(Saved entries)
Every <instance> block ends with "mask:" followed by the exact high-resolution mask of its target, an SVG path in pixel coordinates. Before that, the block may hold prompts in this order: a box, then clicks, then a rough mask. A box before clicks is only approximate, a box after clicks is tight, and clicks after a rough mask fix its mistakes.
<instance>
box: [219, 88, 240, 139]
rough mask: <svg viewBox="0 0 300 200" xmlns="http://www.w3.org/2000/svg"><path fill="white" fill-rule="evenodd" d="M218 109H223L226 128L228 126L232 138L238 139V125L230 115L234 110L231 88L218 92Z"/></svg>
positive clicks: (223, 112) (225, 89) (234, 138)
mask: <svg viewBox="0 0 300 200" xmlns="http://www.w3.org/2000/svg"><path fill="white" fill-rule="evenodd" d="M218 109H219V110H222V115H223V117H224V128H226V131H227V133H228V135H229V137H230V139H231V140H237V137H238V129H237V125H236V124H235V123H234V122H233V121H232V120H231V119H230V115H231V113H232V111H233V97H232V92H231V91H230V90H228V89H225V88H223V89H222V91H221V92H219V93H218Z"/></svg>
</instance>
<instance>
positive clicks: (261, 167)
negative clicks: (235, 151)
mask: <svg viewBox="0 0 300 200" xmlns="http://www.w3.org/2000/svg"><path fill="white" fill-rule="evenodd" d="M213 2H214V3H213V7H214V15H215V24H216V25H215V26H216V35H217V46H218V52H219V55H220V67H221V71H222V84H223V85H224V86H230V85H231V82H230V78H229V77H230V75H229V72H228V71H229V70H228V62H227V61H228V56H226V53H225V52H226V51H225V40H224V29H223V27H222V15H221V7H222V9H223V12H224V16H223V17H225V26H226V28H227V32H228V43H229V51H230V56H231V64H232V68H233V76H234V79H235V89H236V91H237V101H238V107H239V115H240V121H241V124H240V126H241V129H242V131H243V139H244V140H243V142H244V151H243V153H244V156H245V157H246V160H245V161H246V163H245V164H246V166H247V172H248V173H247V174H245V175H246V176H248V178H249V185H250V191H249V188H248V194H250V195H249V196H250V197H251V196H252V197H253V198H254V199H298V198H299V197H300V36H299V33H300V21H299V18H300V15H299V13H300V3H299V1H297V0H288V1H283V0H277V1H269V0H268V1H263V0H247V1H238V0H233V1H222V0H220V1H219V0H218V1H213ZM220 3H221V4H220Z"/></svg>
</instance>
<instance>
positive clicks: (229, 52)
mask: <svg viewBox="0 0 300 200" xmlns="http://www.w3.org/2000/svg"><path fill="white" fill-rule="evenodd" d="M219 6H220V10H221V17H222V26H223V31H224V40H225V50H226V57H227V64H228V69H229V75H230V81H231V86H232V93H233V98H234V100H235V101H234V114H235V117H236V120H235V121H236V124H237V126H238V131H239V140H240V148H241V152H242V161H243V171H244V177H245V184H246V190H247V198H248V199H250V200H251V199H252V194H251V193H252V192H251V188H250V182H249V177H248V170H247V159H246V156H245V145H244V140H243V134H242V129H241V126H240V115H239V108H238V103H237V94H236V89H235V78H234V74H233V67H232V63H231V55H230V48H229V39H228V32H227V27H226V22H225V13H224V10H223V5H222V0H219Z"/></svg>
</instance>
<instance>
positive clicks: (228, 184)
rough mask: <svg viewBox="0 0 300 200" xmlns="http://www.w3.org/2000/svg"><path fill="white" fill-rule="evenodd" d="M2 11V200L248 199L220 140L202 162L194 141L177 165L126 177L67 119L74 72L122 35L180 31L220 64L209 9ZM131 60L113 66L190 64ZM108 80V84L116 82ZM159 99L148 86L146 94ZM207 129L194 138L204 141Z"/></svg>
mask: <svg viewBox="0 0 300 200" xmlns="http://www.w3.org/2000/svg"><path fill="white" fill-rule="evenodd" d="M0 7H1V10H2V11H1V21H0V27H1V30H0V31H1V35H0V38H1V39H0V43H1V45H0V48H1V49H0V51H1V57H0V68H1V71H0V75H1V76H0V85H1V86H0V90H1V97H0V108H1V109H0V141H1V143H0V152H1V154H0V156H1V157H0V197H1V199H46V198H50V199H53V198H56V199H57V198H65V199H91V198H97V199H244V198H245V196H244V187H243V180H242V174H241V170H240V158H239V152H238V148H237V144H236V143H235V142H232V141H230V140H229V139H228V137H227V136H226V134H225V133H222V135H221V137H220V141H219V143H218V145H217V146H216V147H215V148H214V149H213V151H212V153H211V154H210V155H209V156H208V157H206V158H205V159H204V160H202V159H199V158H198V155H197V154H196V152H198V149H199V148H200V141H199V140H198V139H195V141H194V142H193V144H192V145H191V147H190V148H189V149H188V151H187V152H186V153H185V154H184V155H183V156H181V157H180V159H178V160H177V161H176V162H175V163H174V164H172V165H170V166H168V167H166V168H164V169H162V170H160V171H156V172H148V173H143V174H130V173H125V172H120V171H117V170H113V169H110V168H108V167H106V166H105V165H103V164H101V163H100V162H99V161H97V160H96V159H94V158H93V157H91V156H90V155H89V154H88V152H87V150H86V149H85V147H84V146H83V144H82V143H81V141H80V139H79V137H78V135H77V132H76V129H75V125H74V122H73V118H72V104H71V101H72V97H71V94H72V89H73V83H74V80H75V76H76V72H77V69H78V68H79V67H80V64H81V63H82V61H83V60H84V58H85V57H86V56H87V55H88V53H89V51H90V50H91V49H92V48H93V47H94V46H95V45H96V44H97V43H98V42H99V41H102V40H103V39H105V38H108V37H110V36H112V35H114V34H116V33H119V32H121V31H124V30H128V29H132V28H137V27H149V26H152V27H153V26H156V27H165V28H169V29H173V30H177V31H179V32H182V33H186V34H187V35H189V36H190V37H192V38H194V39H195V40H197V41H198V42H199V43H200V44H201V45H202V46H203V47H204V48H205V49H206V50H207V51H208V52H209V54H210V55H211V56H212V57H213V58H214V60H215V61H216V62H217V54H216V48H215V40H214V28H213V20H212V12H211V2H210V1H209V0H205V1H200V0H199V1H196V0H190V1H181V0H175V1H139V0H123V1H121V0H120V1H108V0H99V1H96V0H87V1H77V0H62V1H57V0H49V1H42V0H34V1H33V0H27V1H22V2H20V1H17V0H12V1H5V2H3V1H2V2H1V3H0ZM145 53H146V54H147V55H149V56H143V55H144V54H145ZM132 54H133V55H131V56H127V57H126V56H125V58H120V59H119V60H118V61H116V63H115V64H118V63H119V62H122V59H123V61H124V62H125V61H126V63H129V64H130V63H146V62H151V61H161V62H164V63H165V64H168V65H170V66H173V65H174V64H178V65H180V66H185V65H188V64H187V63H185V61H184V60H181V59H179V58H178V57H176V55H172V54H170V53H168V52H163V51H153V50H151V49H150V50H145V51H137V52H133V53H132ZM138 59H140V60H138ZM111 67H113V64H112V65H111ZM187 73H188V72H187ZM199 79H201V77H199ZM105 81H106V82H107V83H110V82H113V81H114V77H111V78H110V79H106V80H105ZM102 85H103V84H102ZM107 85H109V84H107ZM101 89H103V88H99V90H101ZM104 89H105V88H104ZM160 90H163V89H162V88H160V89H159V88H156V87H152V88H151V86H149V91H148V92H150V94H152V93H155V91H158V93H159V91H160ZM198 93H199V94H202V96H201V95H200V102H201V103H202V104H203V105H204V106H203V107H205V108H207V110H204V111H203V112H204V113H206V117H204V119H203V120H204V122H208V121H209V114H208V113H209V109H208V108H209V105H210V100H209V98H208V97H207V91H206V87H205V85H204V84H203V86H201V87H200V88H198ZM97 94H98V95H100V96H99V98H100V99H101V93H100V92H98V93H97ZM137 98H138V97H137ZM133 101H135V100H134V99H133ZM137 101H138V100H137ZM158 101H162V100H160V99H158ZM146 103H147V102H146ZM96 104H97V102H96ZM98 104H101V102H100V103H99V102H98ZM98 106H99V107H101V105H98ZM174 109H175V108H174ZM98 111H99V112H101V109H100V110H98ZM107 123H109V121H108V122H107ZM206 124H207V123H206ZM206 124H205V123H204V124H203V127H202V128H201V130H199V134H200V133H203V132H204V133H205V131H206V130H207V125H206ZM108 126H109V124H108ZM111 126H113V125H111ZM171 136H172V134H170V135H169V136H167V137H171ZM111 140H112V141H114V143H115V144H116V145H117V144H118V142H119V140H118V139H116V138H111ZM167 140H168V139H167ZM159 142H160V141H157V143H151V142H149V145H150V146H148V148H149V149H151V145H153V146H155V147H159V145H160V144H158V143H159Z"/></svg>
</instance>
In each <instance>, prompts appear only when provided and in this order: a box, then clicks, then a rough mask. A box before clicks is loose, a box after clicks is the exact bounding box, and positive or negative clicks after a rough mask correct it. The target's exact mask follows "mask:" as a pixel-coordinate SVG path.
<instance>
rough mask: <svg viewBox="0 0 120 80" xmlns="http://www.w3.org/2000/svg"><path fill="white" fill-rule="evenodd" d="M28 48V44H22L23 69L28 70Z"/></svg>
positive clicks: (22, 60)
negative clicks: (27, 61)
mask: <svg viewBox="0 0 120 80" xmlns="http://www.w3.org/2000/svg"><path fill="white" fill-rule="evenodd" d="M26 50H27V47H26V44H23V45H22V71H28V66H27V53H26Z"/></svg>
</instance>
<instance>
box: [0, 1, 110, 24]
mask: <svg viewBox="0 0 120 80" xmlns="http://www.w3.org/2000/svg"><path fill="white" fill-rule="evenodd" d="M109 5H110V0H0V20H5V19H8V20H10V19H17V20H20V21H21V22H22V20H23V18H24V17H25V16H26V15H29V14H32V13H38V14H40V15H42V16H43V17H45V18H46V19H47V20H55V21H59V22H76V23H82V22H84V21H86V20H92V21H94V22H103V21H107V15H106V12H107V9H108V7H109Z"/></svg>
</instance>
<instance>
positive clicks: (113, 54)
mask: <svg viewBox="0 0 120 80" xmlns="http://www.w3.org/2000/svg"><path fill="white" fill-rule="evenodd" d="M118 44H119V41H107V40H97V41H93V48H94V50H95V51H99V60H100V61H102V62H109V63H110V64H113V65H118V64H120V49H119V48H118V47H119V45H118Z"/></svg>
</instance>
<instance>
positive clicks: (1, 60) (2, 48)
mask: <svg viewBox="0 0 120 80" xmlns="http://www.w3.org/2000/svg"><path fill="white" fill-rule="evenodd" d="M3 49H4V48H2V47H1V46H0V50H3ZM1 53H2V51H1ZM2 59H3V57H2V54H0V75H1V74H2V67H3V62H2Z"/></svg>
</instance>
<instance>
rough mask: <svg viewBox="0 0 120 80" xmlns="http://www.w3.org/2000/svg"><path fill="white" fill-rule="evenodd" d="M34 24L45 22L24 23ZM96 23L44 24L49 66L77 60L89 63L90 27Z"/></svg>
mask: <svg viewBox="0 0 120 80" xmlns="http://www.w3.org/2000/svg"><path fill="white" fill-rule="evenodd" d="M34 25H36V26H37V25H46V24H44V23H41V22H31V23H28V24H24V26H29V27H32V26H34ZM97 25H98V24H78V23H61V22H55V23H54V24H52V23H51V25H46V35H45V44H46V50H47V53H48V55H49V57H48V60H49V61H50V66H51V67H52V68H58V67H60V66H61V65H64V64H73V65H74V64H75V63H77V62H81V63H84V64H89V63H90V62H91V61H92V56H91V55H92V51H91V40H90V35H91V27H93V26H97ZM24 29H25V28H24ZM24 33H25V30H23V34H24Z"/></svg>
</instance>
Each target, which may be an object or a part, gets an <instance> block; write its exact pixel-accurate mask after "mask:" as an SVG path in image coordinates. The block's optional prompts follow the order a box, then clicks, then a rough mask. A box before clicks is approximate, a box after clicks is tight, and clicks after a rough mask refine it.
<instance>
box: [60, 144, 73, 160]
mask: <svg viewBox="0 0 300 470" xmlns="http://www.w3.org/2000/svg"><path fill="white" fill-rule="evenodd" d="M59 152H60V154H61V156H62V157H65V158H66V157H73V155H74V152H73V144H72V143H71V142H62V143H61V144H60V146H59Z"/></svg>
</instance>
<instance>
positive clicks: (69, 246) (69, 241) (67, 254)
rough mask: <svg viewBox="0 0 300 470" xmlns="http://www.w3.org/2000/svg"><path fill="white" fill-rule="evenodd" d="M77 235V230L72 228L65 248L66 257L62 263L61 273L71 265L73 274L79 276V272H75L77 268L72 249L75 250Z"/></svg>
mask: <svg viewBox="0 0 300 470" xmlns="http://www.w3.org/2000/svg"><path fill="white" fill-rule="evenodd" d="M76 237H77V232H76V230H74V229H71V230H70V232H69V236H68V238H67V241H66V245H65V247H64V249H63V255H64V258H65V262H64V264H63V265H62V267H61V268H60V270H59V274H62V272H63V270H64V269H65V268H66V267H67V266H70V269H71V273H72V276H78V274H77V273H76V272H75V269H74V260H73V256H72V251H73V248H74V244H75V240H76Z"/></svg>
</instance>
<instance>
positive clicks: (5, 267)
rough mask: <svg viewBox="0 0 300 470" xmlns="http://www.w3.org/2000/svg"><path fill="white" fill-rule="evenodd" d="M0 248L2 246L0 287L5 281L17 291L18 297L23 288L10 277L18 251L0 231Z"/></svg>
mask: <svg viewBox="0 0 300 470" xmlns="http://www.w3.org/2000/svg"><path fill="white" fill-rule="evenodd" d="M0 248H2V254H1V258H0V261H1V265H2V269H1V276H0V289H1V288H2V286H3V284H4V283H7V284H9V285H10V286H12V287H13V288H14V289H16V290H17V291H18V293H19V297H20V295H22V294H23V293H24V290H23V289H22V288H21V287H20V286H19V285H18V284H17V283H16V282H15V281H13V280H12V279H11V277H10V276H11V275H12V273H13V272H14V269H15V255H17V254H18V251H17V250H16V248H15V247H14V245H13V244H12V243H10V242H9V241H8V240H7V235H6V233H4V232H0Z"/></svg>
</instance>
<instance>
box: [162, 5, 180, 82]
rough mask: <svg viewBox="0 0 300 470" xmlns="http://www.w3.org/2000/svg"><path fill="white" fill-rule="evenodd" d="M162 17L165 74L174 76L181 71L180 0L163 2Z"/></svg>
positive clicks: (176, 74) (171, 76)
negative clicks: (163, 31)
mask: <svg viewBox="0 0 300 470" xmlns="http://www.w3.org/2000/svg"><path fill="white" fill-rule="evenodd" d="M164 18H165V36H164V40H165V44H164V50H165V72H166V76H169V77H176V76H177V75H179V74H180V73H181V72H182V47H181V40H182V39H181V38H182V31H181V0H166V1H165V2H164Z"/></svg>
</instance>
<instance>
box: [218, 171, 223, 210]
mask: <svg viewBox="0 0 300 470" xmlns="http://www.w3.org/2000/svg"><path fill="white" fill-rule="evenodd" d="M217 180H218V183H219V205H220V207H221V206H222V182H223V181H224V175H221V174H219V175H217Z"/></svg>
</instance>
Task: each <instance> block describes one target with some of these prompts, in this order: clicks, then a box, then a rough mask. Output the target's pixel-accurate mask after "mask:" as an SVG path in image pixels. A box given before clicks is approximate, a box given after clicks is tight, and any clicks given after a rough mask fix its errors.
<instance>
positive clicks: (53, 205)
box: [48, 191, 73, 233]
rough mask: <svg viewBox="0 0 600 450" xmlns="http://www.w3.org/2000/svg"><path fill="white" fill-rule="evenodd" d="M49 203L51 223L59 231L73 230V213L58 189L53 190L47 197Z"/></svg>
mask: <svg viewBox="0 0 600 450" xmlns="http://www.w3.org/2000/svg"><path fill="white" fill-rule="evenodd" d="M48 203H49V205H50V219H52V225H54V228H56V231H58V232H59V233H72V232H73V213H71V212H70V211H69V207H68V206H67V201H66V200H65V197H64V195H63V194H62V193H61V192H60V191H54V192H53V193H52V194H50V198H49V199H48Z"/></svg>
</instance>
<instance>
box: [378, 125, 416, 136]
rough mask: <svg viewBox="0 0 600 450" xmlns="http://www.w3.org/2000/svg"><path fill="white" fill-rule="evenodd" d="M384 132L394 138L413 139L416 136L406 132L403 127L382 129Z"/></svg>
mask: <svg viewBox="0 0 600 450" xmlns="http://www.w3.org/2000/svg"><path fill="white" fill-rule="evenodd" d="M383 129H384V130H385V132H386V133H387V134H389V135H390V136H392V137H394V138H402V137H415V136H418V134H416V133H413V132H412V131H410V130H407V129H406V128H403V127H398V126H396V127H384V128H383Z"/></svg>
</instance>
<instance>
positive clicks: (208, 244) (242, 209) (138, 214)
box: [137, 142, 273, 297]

● **Problem to work on**
Could you return exactly the lines above from the line with "Task: each <instance>" to the line with "box: [378, 125, 416, 136]", both included, and nothing else?

● **Result of this task**
Task: each <instance> block describes one target with some of these prompts, in this order: clicks, then a box, then a rough mask. Output the target's pixel-accurate mask after "mask:" as an SVG path in image pixels. A box given before clicks is approximate, a box given after clicks is tight, and any clicks given after a rough mask fix its errors.
<instance>
positive clicks: (53, 205)
box: [48, 191, 73, 233]
rough mask: <svg viewBox="0 0 600 450" xmlns="http://www.w3.org/2000/svg"><path fill="white" fill-rule="evenodd" d="M49 203L51 223L59 231L73 230V213L58 189L53 190L47 197Z"/></svg>
mask: <svg viewBox="0 0 600 450" xmlns="http://www.w3.org/2000/svg"><path fill="white" fill-rule="evenodd" d="M48 203H49V205H50V219H52V225H54V228H56V231H58V232H59V233H72V232H73V213H71V212H70V211H69V207H68V206H67V201H66V200H65V197H64V195H63V194H62V193H61V192H60V191H54V192H53V193H52V194H50V198H49V199H48Z"/></svg>
</instance>
<instance>
box: [378, 125, 416, 136]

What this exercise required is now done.